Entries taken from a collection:
┄┄┄┄┄┄

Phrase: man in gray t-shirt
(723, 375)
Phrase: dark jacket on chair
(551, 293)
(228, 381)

┄┄┄┄┄┄

- WORK TASK
In this exercise, repeat all entries exactly.

- RESPONSE AREA
Phrase: man in gray t-shirt
(723, 375)
Phrase: dark jacket on chair
(551, 293)
(228, 381)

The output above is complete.